- _To do_: Which lines in the records below contain the string "grass"? Show every one of them.

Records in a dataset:
......

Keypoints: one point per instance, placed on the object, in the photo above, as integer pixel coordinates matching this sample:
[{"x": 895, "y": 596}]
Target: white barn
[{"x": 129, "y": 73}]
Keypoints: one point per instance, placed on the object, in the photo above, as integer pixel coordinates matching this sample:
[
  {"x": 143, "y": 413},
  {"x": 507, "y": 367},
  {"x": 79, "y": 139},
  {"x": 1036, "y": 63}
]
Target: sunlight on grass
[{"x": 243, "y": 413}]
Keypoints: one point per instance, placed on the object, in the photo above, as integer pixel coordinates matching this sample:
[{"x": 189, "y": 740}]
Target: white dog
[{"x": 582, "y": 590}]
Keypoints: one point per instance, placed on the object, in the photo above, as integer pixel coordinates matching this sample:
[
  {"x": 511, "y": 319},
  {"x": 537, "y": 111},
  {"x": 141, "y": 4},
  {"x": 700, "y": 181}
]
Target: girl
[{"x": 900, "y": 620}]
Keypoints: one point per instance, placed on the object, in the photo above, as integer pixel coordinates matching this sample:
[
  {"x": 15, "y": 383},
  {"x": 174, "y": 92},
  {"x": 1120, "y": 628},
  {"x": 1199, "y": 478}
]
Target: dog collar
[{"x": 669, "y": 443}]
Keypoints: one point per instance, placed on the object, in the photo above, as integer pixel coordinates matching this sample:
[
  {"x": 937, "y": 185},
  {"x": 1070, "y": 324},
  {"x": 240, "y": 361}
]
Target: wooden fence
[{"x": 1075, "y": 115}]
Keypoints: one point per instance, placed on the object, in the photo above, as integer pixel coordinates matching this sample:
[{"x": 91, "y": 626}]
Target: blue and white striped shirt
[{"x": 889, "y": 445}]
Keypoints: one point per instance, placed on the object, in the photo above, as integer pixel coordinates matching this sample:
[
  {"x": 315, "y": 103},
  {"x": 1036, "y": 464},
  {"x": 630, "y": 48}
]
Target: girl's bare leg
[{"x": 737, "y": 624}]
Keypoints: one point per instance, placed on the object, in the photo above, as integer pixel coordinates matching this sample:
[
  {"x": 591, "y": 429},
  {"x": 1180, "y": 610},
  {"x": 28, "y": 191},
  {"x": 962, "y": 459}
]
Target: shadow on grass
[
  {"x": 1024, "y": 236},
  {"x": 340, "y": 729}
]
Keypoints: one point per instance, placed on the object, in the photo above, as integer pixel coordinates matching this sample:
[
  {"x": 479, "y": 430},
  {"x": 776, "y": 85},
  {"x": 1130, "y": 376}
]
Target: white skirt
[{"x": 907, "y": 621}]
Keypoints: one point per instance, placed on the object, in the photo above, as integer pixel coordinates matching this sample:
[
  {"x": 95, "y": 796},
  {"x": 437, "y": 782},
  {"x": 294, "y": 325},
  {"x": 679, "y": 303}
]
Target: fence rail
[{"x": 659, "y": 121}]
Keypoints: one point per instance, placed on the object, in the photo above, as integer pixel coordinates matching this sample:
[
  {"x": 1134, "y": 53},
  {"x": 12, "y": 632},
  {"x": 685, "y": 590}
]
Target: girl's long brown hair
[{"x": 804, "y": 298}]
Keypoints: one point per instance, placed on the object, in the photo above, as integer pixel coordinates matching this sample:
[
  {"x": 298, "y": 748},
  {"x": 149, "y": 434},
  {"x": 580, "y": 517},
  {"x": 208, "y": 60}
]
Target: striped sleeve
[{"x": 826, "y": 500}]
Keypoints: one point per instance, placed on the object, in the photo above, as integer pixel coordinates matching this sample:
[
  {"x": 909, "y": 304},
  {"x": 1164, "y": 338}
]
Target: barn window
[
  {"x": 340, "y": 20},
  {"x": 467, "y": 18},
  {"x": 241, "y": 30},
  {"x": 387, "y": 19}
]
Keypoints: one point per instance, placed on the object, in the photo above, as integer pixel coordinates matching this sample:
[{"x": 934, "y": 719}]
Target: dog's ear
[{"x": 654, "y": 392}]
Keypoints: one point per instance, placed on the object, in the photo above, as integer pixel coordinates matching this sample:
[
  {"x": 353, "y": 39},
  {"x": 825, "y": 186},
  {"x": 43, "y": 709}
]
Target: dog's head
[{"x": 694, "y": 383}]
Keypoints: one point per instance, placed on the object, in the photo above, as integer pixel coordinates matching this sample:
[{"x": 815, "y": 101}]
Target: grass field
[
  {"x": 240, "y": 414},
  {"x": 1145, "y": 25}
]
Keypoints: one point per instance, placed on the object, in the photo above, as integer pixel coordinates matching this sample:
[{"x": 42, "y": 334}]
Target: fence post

......

- _Written solution_:
Target: sunlight on grass
Target: shadow on grass
Target: grass field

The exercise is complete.